[Image-grounded pointing data]
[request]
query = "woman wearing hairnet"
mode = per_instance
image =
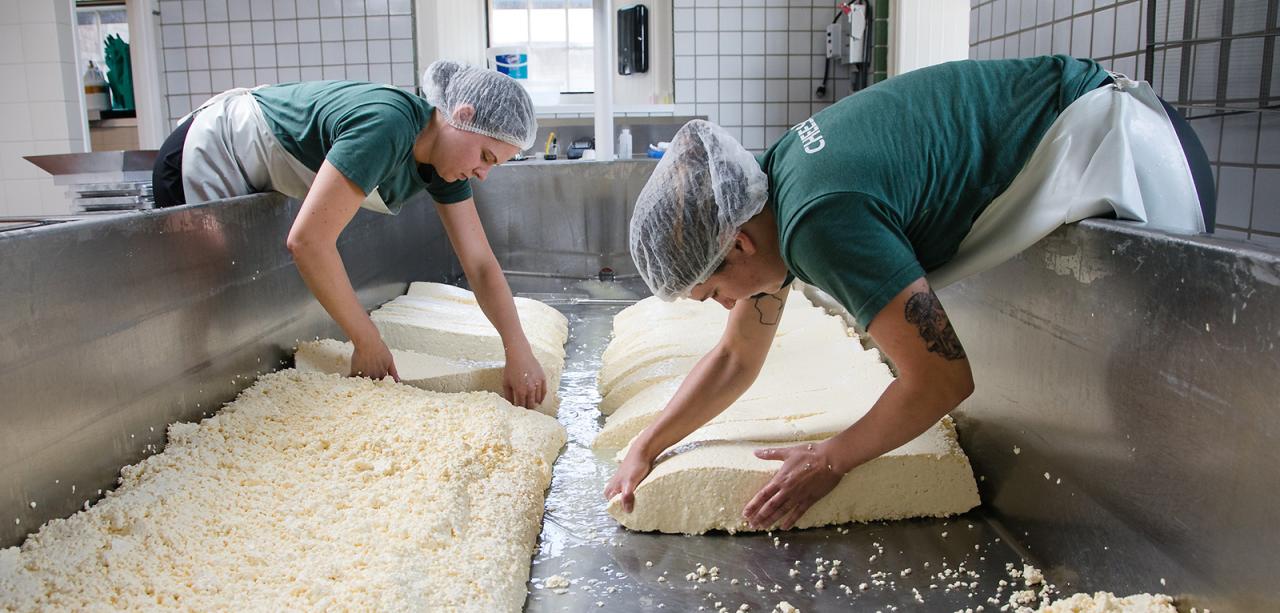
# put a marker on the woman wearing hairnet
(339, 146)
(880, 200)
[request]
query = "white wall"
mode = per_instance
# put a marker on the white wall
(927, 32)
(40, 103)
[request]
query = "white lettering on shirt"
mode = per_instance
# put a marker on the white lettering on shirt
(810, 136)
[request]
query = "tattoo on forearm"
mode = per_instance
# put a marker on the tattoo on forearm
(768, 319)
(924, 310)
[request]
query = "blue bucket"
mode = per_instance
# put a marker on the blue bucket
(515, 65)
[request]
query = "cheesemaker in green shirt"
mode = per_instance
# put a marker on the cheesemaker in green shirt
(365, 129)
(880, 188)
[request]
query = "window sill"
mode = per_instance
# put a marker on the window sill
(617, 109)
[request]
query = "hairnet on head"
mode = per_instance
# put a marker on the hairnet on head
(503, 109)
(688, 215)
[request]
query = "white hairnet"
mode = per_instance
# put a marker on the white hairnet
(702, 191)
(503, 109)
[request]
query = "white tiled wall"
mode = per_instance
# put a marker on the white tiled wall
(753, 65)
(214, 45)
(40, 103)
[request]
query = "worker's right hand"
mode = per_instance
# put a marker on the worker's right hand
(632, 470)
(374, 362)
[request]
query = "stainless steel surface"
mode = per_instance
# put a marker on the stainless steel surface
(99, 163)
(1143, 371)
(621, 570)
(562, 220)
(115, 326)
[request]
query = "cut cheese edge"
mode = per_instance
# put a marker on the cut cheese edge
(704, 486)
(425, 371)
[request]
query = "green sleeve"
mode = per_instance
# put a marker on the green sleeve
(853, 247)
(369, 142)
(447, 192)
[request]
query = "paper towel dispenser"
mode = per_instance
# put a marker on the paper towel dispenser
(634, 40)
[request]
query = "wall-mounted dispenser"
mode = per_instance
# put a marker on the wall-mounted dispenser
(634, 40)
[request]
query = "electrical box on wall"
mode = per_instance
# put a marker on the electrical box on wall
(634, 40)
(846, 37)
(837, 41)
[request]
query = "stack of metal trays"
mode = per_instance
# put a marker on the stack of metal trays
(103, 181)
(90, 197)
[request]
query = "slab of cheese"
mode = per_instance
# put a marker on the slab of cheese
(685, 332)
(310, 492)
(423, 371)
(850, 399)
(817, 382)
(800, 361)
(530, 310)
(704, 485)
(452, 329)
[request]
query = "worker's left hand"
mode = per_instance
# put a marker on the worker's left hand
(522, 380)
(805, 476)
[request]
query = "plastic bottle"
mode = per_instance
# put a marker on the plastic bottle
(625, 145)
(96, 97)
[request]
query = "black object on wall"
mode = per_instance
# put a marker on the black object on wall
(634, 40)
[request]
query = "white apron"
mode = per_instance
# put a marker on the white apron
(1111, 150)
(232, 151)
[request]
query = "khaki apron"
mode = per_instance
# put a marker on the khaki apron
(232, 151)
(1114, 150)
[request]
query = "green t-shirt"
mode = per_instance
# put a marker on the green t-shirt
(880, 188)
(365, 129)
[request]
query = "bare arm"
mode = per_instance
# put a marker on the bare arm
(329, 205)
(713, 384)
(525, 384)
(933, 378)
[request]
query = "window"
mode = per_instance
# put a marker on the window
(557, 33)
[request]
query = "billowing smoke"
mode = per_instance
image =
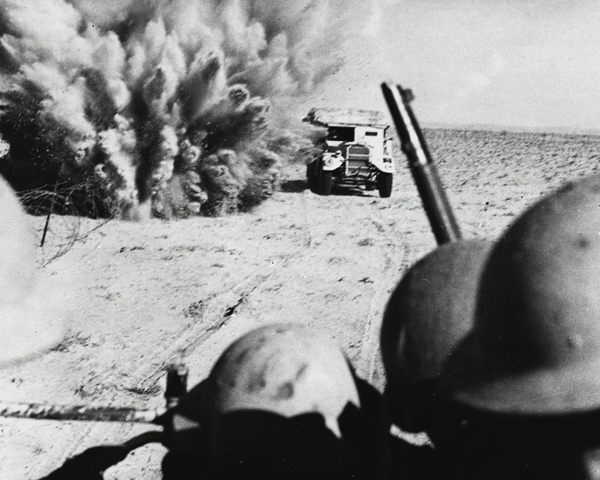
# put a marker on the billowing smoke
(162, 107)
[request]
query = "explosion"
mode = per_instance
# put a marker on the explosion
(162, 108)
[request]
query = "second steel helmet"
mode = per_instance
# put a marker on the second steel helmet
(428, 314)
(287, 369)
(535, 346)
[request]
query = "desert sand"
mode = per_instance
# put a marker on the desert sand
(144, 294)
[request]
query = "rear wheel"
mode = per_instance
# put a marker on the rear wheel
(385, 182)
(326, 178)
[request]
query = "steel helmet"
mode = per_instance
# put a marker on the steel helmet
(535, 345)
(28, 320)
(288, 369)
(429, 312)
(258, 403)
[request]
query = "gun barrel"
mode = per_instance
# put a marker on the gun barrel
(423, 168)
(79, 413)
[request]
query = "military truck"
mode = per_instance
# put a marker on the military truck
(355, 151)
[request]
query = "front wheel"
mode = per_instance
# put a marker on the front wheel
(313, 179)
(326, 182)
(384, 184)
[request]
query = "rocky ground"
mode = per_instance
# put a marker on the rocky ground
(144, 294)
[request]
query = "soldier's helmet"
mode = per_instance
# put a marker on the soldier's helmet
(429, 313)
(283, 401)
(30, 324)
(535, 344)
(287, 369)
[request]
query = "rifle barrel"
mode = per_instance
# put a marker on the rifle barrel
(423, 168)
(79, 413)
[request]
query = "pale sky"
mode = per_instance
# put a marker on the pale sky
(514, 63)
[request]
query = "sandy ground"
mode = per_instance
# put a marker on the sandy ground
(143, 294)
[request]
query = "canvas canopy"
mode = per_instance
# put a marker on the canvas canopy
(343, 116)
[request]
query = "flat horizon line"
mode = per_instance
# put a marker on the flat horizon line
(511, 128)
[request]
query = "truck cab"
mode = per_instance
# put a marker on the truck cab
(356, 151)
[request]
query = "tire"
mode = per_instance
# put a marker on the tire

* * *

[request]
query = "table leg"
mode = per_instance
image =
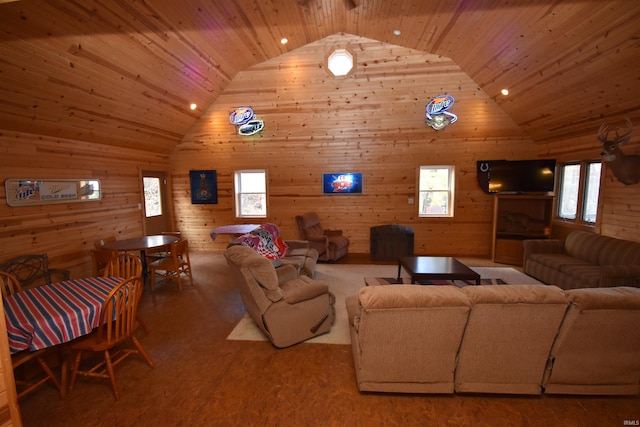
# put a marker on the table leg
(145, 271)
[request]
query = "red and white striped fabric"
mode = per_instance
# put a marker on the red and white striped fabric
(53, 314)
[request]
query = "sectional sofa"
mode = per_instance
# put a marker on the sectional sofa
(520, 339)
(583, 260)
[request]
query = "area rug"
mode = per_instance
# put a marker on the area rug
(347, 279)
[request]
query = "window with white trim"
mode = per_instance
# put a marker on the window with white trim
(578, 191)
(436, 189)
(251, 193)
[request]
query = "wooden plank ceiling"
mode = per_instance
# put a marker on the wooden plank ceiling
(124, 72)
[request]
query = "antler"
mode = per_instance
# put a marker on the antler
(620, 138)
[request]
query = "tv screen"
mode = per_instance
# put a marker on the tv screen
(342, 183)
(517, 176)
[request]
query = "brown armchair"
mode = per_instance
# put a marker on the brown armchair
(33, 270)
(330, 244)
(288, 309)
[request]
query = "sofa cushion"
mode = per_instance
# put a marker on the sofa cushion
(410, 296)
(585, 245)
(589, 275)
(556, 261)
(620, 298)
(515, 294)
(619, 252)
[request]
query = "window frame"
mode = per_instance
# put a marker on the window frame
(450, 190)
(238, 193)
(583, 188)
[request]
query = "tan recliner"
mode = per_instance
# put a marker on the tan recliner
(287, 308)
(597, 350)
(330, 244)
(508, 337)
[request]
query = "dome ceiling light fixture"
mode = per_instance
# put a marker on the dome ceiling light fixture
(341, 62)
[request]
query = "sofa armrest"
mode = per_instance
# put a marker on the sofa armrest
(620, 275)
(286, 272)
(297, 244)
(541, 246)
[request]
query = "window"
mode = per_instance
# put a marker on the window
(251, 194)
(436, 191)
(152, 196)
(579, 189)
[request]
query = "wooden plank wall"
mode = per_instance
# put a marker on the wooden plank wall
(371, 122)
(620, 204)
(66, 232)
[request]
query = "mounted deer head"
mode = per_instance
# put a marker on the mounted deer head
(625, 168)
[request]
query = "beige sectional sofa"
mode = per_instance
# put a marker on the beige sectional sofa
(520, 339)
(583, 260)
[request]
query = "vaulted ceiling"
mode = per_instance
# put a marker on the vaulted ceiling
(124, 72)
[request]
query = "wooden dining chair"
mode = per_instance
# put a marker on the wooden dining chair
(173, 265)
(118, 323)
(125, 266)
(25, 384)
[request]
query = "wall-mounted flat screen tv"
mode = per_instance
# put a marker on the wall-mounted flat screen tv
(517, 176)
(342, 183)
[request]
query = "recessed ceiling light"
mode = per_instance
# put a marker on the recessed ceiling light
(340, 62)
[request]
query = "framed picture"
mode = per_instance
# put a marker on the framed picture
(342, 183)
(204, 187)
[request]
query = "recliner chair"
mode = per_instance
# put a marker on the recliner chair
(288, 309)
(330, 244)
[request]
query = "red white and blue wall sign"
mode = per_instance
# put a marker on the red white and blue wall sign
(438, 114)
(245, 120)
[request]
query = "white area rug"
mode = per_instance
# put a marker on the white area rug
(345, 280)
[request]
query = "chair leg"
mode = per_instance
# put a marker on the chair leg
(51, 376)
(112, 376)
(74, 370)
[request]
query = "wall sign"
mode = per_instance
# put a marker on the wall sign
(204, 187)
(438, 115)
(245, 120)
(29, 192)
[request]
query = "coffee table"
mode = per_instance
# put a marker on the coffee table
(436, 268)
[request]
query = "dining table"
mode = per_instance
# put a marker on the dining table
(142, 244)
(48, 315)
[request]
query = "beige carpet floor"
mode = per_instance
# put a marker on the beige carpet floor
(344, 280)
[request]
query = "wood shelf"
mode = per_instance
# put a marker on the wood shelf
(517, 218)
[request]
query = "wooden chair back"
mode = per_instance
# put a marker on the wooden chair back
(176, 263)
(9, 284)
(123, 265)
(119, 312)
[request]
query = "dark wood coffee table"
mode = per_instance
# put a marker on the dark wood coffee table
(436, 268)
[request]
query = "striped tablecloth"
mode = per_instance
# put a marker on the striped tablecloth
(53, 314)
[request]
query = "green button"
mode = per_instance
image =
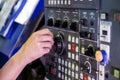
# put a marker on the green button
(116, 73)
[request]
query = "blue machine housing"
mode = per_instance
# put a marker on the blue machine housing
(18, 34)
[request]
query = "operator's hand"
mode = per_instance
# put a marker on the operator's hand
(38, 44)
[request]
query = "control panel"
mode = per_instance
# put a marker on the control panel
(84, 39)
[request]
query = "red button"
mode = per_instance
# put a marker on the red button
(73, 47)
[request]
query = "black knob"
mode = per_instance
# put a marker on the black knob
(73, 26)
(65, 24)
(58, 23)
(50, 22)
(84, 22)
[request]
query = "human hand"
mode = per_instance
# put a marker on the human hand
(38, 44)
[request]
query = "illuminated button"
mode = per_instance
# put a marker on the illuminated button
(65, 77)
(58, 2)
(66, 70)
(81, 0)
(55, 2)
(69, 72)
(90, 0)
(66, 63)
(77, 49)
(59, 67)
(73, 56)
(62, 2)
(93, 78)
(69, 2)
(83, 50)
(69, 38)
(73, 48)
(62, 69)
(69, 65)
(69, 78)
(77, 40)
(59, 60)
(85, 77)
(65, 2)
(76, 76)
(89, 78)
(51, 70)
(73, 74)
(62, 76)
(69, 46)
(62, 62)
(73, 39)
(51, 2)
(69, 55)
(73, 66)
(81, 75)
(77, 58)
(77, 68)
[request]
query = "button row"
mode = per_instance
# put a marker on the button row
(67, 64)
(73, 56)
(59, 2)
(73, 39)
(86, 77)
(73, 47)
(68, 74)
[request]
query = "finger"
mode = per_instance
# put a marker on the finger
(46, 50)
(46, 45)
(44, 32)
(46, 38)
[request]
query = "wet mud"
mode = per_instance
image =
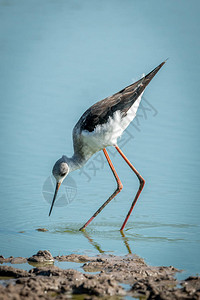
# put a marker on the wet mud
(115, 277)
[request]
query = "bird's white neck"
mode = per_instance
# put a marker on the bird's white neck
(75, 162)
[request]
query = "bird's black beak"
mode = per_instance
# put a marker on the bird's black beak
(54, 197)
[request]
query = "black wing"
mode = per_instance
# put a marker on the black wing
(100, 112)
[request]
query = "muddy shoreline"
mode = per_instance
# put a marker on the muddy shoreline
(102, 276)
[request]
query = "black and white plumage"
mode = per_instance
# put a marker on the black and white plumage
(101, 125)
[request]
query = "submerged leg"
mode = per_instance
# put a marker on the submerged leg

Assigned task
Pull every line containing the string "submerged" out of the data above and copy it.

Output
query = "submerged leg"
# put a marker on the submerged leg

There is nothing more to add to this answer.